+++ Data shown

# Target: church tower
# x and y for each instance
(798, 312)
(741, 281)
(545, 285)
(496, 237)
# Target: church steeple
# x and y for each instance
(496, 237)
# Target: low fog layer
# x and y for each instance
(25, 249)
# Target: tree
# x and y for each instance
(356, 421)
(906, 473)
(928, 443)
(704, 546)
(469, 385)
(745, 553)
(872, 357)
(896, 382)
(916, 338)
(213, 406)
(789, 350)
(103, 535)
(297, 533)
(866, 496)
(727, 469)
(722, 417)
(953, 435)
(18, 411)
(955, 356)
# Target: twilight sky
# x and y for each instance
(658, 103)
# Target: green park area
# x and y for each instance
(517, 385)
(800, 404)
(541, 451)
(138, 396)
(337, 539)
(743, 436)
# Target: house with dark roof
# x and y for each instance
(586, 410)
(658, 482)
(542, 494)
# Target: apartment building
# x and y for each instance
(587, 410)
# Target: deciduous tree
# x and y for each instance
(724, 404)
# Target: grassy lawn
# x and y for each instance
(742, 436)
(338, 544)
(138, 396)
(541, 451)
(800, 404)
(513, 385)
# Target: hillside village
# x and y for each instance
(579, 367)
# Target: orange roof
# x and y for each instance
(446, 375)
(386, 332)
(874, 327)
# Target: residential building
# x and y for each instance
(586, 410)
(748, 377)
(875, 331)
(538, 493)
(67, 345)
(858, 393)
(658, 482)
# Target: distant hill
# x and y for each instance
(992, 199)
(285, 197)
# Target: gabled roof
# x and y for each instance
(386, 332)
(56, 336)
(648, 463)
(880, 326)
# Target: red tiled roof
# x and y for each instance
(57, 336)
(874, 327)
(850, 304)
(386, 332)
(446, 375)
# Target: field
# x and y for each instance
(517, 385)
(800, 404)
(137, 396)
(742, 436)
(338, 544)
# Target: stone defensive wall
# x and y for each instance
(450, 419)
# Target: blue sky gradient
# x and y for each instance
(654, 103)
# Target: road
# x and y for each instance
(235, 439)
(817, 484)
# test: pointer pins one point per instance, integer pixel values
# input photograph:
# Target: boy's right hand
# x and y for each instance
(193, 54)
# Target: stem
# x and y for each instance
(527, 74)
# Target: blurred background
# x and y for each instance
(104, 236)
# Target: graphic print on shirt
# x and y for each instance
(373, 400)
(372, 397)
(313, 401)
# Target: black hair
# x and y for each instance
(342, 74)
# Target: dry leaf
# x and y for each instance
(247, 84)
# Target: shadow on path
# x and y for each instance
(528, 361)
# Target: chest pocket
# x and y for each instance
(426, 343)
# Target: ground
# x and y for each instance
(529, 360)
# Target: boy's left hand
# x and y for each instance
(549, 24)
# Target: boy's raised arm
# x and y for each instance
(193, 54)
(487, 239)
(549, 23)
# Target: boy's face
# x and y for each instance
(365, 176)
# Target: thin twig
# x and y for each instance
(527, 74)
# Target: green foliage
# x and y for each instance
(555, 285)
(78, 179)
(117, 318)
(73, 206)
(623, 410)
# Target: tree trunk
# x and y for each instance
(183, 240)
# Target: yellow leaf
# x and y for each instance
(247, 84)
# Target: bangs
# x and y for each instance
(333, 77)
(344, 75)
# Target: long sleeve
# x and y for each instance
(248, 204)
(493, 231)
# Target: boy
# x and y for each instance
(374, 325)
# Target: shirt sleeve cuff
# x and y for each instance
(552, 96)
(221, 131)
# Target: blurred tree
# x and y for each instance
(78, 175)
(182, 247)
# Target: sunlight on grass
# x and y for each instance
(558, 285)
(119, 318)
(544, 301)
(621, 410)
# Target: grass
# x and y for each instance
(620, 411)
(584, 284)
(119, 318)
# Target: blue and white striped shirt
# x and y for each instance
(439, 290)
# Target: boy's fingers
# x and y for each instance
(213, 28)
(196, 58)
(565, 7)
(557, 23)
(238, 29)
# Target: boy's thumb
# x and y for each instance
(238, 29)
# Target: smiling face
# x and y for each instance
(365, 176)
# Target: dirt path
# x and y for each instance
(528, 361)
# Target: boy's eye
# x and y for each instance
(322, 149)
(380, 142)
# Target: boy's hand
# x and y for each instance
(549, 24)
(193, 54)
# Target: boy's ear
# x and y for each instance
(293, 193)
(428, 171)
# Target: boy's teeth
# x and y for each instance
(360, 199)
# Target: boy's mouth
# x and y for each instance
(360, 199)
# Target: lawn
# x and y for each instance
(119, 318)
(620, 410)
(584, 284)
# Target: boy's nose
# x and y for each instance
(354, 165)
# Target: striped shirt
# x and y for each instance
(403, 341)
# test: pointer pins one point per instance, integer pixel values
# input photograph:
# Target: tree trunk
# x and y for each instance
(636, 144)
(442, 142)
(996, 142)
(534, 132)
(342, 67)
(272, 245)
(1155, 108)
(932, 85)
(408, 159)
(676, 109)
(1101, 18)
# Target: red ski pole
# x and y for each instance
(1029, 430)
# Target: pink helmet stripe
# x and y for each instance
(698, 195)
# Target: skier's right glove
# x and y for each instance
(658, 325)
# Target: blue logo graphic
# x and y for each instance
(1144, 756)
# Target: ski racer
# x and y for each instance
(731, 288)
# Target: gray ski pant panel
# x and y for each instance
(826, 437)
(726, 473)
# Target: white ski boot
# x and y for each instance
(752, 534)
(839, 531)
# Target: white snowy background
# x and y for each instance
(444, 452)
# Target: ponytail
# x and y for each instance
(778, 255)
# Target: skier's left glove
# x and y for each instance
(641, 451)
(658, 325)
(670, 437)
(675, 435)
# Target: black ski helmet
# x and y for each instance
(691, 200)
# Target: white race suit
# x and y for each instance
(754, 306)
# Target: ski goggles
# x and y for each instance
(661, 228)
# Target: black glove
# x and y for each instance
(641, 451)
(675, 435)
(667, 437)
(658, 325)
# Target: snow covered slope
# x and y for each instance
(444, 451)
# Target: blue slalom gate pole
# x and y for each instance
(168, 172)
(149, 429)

++++++

Aim: Reproduce every one of the rows above without changing anything in them.

Correct result:
# Target: church tower
# x and y for each instance
(798, 312)
(741, 281)
(545, 285)
(496, 237)
# Target: church steeple
# x and y for each instance
(496, 237)
# Target: low fog layer
# x and y for each instance
(25, 249)
# Target: tree
# x and y for each instance
(356, 421)
(906, 473)
(928, 443)
(704, 546)
(469, 385)
(745, 553)
(872, 357)
(896, 382)
(916, 338)
(213, 406)
(789, 350)
(103, 535)
(297, 533)
(866, 496)
(727, 469)
(722, 417)
(953, 435)
(18, 411)
(955, 356)
# Target: twilight sky
# x and y for each instance
(658, 103)
# Target: green park area
# x and y for each instance
(517, 385)
(800, 404)
(541, 451)
(138, 396)
(337, 539)
(743, 436)
# Target: house with dark roof
# x and y for each instance
(586, 410)
(658, 482)
(542, 494)
# Target: apartment building
# x and y for each instance
(587, 410)
# Target: deciduous tree
# x and y for each instance
(724, 404)
# Target: grassy lawn
# x and y for each instance
(742, 436)
(338, 544)
(138, 396)
(541, 451)
(800, 404)
(513, 385)
# Target: hillside village
# x and y for each instance
(579, 367)
# Target: orange roof
# x and y for each instance
(446, 375)
(386, 332)
(874, 327)
# Target: residential building
# x and y for each instance
(586, 410)
(748, 377)
(875, 331)
(538, 493)
(67, 345)
(858, 393)
(658, 482)
# Target: distant hill
# x and y for each instance
(992, 199)
(285, 197)
# Target: gabled roof
# x and y for each instance
(386, 332)
(56, 336)
(648, 463)
(880, 326)
# Target: red tiled roof
# x and y for each instance
(57, 336)
(874, 327)
(850, 304)
(386, 332)
(446, 375)
# Target: field
# x and y for each instance
(517, 385)
(800, 404)
(137, 396)
(742, 436)
(338, 544)
# Target: stone defensive wall
# x and y for each instance
(450, 419)
# Target: blue sky gradient
# x and y for each instance
(654, 103)
# Target: road
# x and y for each instance
(235, 439)
(817, 484)
# test: pointer pins one point per instance, integer pixel values
# input photograph:
# Target: boy's right hand
# x and y for each instance
(193, 54)
# Target: stem
# x and y for each instance
(527, 74)
# Target: blurred background
# x and y for each instance
(104, 236)
# Target: graphic print on shirt
# x and y for each instance
(373, 400)
(372, 397)
(313, 401)
# Target: black hair
# x and y for each instance
(342, 74)
# Target: dry leaf
# x and y for each instance
(247, 84)
# Target: shadow on path
# x and y for each instance
(528, 361)
# Target: chest pocket
# x and y for each instance
(426, 343)
# Target: ground
# x and y for each instance
(529, 360)
# Target: boy's left hand
# x and y for each instance
(549, 24)
# Target: boy's raised arm
# x and y for each instance
(193, 54)
(487, 239)
(549, 23)
# Target: boy's face
# x and y for each instance
(365, 176)
# Target: thin twig
# x and y for each instance
(527, 74)
# Target: green foliage
# x and y for each instance
(555, 285)
(78, 179)
(117, 318)
(73, 206)
(623, 410)
# Target: tree trunk
# x and y for each instance
(183, 240)
# Target: yellow leaf
# x and y for each instance
(247, 84)
# Target: bangs
# x and y for each instance
(333, 77)
(344, 75)
# Target: long sleeve
# x and y for each instance
(248, 204)
(493, 231)
# Target: boy
# x and y for each instance
(374, 325)
# Target: shirt sleeve cuff
# x and y for each instance
(552, 96)
(221, 131)
# Target: blurred tree
# x and y for each instance
(78, 175)
(182, 247)
# Target: sunlight on grass
# x and y for each instance
(558, 285)
(119, 318)
(544, 301)
(621, 410)
# Target: grass
# x and y for each instance
(620, 411)
(584, 284)
(119, 318)
# Target: blue and white striped shirt
# x and y for each instance
(439, 290)
# Target: boy's fingers
# x and y for each instance
(213, 28)
(196, 58)
(565, 7)
(557, 23)
(238, 29)
# Target: boy's thumb
# x and y for each instance
(238, 29)
# Target: smiling face
# x and y for each instance
(365, 176)
# Target: dirt path
# x and y for each instance
(528, 361)
# Target: boy's eye
# x and y for each instance
(322, 149)
(380, 142)
# Target: boy's hand
# x and y for each instance
(549, 24)
(193, 54)
# Target: boy's ear
# x and y for each instance
(293, 193)
(428, 171)
# Target: boy's teeth
# x and y for each instance
(360, 199)
# Target: boy's mouth
# x and y for each instance
(360, 199)
# Target: lawn
# x and y for each instance
(119, 318)
(620, 410)
(584, 284)
# Target: boy's nose
# x and y for each instance
(354, 165)
# Target: striped shirt
# x and y for each instance
(403, 341)
# test: pointer pins one point per instance, integer pixel values
# input photograph:
# Target: tree trunk
# x and y for each instance
(636, 144)
(442, 142)
(996, 142)
(534, 132)
(342, 67)
(272, 245)
(1155, 108)
(932, 85)
(408, 159)
(676, 109)
(1101, 18)
# Target: red ski pole
# x and y for each instance
(1029, 430)
# Target: pink helmet stripe
# x and y for each instance
(698, 195)
# Target: skier's right glove
# x and y for each instance
(658, 325)
# Target: blue logo graphic
# x and y for each instance
(1144, 756)
# Target: ski racer
# x and y for each instance
(731, 288)
# Target: gray ski pant panel
# x and y for each instance
(826, 437)
(726, 473)
# Target: white ski boot
# x and y for each instance
(752, 534)
(839, 531)
# Target: white snowy background
# x and y for each instance
(444, 452)
# Target: ponytail
# x and y for each instance
(778, 255)
# Target: skier's left glove
# x and y for each instance
(641, 451)
(658, 325)
(670, 437)
(675, 435)
# Target: black ski helmet
# x and y for each instance
(691, 200)
# Target: white race suit
# x and y for each instance
(754, 306)
# Target: ski goggles
# x and y for each instance
(661, 228)
# Target: black glove
# x and y for each instance
(641, 451)
(675, 435)
(667, 437)
(658, 325)
# Target: snow covered slope
# x and y for each instance
(444, 451)
# Target: blue slalom gate pole
# x and y for each instance
(168, 172)
(149, 429)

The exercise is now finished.